**DESCRIPTION OF THE TASK**
Every entry in this listing should be written out exactly.

**DATA**
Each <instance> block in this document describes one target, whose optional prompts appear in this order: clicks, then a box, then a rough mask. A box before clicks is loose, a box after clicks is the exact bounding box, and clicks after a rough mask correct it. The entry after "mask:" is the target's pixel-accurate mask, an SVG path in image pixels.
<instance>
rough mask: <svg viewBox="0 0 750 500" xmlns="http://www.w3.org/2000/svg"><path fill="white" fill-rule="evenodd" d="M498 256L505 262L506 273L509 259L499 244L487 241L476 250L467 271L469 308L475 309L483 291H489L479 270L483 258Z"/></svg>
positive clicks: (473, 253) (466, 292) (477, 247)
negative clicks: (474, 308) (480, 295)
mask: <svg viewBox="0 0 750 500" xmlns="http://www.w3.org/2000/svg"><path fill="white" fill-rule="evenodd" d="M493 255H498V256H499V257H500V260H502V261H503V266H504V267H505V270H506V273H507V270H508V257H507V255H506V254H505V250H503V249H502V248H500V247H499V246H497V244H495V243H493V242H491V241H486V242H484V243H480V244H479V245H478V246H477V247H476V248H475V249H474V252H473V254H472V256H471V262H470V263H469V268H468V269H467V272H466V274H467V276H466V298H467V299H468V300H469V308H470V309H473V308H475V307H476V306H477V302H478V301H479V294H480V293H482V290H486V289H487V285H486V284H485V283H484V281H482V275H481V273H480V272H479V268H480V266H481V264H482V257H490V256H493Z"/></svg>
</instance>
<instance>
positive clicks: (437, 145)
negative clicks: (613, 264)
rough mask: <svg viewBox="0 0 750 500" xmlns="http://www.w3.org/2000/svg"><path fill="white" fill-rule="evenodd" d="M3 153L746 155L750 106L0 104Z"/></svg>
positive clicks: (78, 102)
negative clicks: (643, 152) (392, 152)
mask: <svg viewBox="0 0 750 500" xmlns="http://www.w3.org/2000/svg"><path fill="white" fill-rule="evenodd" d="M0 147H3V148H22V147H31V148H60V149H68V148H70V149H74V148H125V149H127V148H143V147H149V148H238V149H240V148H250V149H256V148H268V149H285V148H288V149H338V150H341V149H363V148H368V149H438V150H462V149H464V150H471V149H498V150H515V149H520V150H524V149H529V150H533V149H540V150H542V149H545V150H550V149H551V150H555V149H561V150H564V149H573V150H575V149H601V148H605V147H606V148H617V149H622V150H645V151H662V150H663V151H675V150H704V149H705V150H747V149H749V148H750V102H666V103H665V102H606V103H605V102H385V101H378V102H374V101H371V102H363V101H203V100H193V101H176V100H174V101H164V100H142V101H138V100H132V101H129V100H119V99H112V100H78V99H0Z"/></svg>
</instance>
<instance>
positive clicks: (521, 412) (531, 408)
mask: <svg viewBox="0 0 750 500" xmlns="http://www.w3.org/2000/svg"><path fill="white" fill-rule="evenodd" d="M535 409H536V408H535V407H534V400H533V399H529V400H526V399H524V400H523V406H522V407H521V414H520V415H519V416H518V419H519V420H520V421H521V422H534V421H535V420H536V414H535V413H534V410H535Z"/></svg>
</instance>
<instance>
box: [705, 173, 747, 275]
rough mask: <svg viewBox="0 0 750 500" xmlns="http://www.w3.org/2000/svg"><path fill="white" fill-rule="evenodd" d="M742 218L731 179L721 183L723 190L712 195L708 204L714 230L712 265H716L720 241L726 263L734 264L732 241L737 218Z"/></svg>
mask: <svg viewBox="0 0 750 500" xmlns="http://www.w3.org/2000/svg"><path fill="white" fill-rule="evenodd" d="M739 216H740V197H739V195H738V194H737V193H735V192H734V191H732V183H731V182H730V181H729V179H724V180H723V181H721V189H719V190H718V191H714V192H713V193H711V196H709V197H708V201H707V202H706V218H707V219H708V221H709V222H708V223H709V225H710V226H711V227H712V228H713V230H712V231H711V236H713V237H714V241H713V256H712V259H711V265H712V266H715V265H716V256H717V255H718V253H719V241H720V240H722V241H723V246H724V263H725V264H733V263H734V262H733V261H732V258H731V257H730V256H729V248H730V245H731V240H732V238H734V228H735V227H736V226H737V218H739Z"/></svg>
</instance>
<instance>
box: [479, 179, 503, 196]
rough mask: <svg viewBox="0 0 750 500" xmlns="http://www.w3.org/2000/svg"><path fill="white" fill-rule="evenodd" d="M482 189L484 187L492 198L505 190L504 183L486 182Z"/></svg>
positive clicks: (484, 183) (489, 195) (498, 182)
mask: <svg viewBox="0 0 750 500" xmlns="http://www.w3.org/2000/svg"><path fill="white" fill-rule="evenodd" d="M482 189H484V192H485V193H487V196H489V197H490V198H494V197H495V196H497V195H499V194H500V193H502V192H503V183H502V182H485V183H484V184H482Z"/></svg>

**ANSWER SPACE**
Each <instance> block in this document describes one target, whose optional prompts appear in this order: clicks, then a box, then a rough mask. A box before clicks is loose, a box after clicks is the exact bounding box, and clicks after a rough mask correct it. The entry after "mask:" is the target's pixel-accurate mask, an SVG path in image pixels.
<instance>
rough mask: <svg viewBox="0 0 750 500" xmlns="http://www.w3.org/2000/svg"><path fill="white" fill-rule="evenodd" d="M498 256L505 262L506 273L509 259L499 244L487 241L476 250L467 271L469 308L475 309L483 291H489L479 270L483 258Z"/></svg>
positive clicks: (473, 253) (466, 292) (477, 247)
negative clicks: (474, 308) (480, 295)
mask: <svg viewBox="0 0 750 500" xmlns="http://www.w3.org/2000/svg"><path fill="white" fill-rule="evenodd" d="M493 255H498V256H499V257H500V260H502V261H503V266H504V267H505V270H506V273H507V270H508V257H507V255H506V254H505V250H503V249H502V248H500V247H499V246H497V244H495V243H493V242H491V241H486V242H484V243H480V244H479V245H478V246H477V247H476V248H475V249H474V252H473V254H472V256H471V262H470V263H469V268H468V269H467V272H466V274H467V276H466V298H467V299H468V300H469V308H470V309H473V308H475V307H476V306H477V302H478V301H479V294H480V293H482V290H486V289H487V285H486V284H485V283H484V281H482V275H481V273H480V272H479V268H480V266H481V264H482V257H490V256H493Z"/></svg>
</instance>
<instance>
positive clicks: (437, 145)
negative clicks: (613, 264)
rough mask: <svg viewBox="0 0 750 500" xmlns="http://www.w3.org/2000/svg"><path fill="white" fill-rule="evenodd" d="M3 153L746 155L750 106L0 104Z"/></svg>
positive clicks: (78, 102)
negative clicks: (643, 152) (392, 152)
mask: <svg viewBox="0 0 750 500" xmlns="http://www.w3.org/2000/svg"><path fill="white" fill-rule="evenodd" d="M0 147H3V148H22V147H31V148H60V149H68V148H70V149H74V148H125V149H127V148H143V147H149V148H238V149H240V148H250V149H256V148H268V149H285V148H288V149H338V150H341V149H363V148H368V149H438V150H462V149H464V150H471V149H498V150H515V149H520V150H524V149H529V150H533V149H540V150H542V149H545V150H550V149H551V150H555V149H561V150H564V149H573V150H575V149H601V148H605V147H606V148H617V149H622V150H645V151H662V150H663V151H675V150H704V149H705V150H747V149H749V148H750V102H666V103H665V102H606V103H605V102H385V101H378V102H374V101H371V102H363V101H203V100H193V101H176V100H174V101H164V100H142V101H138V100H132V101H129V100H119V99H112V100H78V99H0Z"/></svg>
</instance>
<instance>
positive clicks: (521, 412) (531, 408)
mask: <svg viewBox="0 0 750 500" xmlns="http://www.w3.org/2000/svg"><path fill="white" fill-rule="evenodd" d="M535 409H536V408H535V407H534V400H533V399H529V400H526V399H524V400H523V406H522V407H521V414H520V415H519V416H518V419H519V420H520V421H521V422H534V421H535V420H536V414H535V413H534V410H535Z"/></svg>
</instance>
<instance>
box: [705, 173, 747, 275]
rough mask: <svg viewBox="0 0 750 500" xmlns="http://www.w3.org/2000/svg"><path fill="white" fill-rule="evenodd" d="M742 218L731 179L721 183L723 190L712 195L708 204L714 230L712 265H716L720 241L726 263L734 264L732 241L737 218Z"/></svg>
mask: <svg viewBox="0 0 750 500" xmlns="http://www.w3.org/2000/svg"><path fill="white" fill-rule="evenodd" d="M739 216H740V197H739V195H738V194H737V193H735V192H734V191H732V183H731V182H730V181H729V179H724V180H723V181H721V189H719V190H718V191H714V192H713V193H711V196H709V197H708V201H707V202H706V218H707V219H708V221H709V222H708V223H709V225H710V226H711V227H712V228H713V230H712V231H711V236H713V237H714V241H713V256H712V259H711V265H712V266H715V265H716V256H717V255H718V253H719V241H720V240H722V241H723V246H724V263H725V264H733V263H734V262H733V261H732V258H731V257H730V256H729V248H730V245H731V240H732V238H734V228H735V227H736V226H737V218H739Z"/></svg>
</instance>
<instance>
box: [479, 179, 503, 196]
rough mask: <svg viewBox="0 0 750 500" xmlns="http://www.w3.org/2000/svg"><path fill="white" fill-rule="evenodd" d="M482 189L484 187L492 198L505 190L504 183L486 182Z"/></svg>
positive clicks: (484, 183) (489, 195) (498, 182)
mask: <svg viewBox="0 0 750 500" xmlns="http://www.w3.org/2000/svg"><path fill="white" fill-rule="evenodd" d="M482 189H484V192H485V193H487V196H489V197H490V198H494V197H495V196H497V195H499V194H500V193H502V192H503V183H502V182H485V183H484V184H482Z"/></svg>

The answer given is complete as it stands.